Task data
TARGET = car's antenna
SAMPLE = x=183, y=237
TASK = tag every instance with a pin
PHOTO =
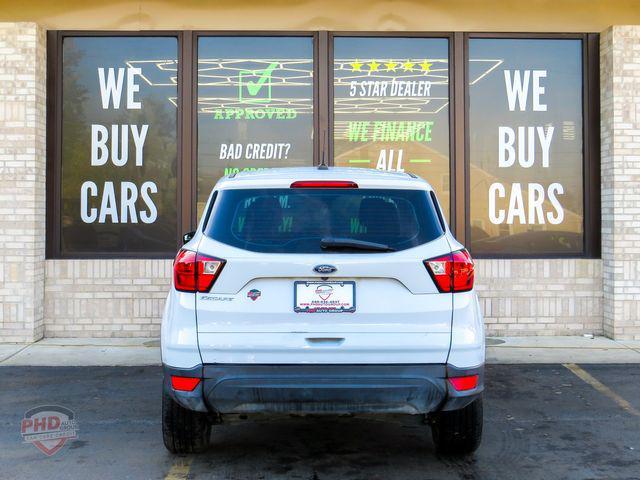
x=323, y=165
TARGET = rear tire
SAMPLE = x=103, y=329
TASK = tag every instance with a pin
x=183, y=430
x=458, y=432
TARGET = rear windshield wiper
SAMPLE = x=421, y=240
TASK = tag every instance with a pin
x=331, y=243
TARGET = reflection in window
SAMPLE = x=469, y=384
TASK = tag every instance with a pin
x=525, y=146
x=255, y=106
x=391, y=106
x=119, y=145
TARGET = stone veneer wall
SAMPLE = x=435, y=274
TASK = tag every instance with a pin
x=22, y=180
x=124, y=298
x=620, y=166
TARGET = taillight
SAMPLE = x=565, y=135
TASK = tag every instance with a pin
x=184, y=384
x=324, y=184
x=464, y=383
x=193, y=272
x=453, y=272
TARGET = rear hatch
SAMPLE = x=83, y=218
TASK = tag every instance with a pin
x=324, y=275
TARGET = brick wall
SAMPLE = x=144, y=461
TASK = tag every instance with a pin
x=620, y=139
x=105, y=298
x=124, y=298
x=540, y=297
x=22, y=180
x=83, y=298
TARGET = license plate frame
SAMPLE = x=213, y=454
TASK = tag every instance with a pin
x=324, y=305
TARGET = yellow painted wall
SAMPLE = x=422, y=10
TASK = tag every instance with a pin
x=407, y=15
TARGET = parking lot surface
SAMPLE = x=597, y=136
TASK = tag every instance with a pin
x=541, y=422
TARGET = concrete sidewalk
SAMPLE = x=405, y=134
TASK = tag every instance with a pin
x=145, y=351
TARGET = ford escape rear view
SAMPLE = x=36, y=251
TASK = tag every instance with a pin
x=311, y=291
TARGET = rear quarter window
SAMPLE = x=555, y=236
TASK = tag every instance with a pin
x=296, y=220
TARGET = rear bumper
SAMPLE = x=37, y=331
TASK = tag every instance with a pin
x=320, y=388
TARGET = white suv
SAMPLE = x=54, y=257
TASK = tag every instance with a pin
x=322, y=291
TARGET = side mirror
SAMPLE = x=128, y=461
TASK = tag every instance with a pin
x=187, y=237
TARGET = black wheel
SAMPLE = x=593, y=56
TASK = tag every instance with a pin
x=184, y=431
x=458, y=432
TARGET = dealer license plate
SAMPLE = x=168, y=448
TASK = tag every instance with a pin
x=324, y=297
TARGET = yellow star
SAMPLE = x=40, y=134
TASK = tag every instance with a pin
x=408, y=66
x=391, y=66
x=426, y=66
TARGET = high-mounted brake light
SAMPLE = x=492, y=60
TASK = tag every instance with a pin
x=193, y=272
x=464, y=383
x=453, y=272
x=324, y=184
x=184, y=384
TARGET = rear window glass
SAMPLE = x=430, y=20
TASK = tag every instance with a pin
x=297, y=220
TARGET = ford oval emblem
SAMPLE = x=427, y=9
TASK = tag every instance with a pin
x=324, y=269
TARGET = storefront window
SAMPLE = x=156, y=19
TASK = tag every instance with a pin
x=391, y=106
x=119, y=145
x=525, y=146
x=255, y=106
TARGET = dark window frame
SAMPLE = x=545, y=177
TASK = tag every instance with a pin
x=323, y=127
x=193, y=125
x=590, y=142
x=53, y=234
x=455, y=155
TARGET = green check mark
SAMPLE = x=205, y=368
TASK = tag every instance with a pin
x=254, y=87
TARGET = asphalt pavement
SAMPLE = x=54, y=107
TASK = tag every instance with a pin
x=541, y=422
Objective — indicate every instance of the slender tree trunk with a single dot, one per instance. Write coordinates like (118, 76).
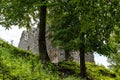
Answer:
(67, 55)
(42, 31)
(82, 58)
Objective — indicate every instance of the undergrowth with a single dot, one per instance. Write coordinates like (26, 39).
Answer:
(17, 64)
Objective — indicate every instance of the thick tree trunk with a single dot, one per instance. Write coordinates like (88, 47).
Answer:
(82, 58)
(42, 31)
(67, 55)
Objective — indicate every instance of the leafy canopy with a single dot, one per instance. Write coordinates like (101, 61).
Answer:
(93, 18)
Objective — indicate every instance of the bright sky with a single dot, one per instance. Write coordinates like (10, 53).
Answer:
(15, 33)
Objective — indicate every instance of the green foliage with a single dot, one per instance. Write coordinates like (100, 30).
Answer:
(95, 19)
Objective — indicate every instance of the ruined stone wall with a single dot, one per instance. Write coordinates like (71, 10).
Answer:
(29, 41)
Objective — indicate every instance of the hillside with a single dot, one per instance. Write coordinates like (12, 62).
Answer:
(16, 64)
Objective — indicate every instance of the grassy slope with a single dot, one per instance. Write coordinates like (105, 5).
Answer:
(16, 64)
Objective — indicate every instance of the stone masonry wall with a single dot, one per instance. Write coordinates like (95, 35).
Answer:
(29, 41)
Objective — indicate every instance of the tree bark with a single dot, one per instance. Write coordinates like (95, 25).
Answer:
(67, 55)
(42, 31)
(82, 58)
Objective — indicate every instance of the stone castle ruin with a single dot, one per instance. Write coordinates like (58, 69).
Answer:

...

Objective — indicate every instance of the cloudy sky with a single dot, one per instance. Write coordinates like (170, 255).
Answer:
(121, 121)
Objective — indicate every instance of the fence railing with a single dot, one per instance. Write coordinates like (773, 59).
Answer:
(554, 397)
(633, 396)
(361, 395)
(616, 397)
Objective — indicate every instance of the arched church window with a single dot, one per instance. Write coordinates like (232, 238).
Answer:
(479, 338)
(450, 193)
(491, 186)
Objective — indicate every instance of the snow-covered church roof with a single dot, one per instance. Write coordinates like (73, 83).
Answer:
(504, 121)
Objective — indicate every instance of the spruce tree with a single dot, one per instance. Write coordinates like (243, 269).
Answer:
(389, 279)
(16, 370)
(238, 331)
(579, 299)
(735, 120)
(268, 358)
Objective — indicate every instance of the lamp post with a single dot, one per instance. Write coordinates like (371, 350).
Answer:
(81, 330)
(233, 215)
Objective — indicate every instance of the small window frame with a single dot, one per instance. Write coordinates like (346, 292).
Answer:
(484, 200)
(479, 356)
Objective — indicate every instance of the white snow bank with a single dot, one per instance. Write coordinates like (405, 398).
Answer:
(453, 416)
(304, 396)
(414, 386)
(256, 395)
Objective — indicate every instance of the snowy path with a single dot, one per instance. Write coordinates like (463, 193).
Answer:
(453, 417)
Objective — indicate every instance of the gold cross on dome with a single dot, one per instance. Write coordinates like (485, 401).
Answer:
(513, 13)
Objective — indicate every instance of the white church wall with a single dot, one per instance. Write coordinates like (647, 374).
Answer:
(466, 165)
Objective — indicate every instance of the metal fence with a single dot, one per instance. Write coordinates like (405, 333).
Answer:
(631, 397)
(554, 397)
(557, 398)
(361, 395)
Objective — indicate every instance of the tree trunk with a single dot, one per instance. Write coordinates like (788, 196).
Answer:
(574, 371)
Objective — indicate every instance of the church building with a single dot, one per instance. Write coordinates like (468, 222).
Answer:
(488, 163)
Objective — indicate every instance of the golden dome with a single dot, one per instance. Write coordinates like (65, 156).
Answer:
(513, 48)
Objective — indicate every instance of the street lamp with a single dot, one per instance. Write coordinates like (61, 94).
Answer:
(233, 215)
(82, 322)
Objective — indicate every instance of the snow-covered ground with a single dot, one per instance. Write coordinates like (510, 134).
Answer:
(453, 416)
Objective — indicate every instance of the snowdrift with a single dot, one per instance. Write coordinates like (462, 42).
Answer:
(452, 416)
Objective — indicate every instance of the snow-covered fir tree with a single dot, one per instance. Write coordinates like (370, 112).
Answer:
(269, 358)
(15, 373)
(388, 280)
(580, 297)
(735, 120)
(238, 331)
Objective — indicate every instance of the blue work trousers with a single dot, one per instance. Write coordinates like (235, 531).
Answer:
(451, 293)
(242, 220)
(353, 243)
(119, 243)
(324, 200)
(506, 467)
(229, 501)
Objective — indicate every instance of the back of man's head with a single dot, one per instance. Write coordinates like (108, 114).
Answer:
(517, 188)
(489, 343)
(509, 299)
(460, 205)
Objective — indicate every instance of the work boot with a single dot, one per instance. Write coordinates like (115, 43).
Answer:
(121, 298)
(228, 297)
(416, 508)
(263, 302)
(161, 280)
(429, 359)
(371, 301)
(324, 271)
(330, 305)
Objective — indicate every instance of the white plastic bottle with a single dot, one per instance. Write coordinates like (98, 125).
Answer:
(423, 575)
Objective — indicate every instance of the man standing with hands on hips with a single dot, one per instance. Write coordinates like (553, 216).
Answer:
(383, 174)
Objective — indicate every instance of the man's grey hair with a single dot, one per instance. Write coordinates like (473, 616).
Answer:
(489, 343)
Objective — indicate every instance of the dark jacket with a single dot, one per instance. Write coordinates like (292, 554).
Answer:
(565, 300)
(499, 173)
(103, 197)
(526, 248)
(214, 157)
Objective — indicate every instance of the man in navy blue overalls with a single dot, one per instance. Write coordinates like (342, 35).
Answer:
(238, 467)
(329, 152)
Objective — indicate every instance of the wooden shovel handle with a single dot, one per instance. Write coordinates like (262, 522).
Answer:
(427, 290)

Work instruction
Reproduce the records above exactly, but only from the line with "TARGET = car's antenna" up to and including the line with "SAMPLE = x=565, y=135". Leave the pictures out.

Exercise solution
TARGET = car's antenna
SAMPLE = x=183, y=237
TASK = tag every instance with a pin
PHOTO =
x=323, y=165
TARGET = rear tire
SAMPLE = x=103, y=329
TASK = tag every instance with a pin
x=183, y=430
x=458, y=432
TARGET = rear windshield wiper
SAMPLE = x=421, y=240
TASK = tag every instance with a pin
x=331, y=243
TARGET = reflection in window
SAMPLE = x=469, y=384
TASK = tag every instance with a pin
x=525, y=146
x=255, y=106
x=391, y=106
x=119, y=145
TARGET = stone veneer wall
SAMPLE = x=435, y=274
TASK = tag every instance with a pin
x=22, y=180
x=124, y=298
x=620, y=166
TARGET = taillight
SAMPLE = x=565, y=135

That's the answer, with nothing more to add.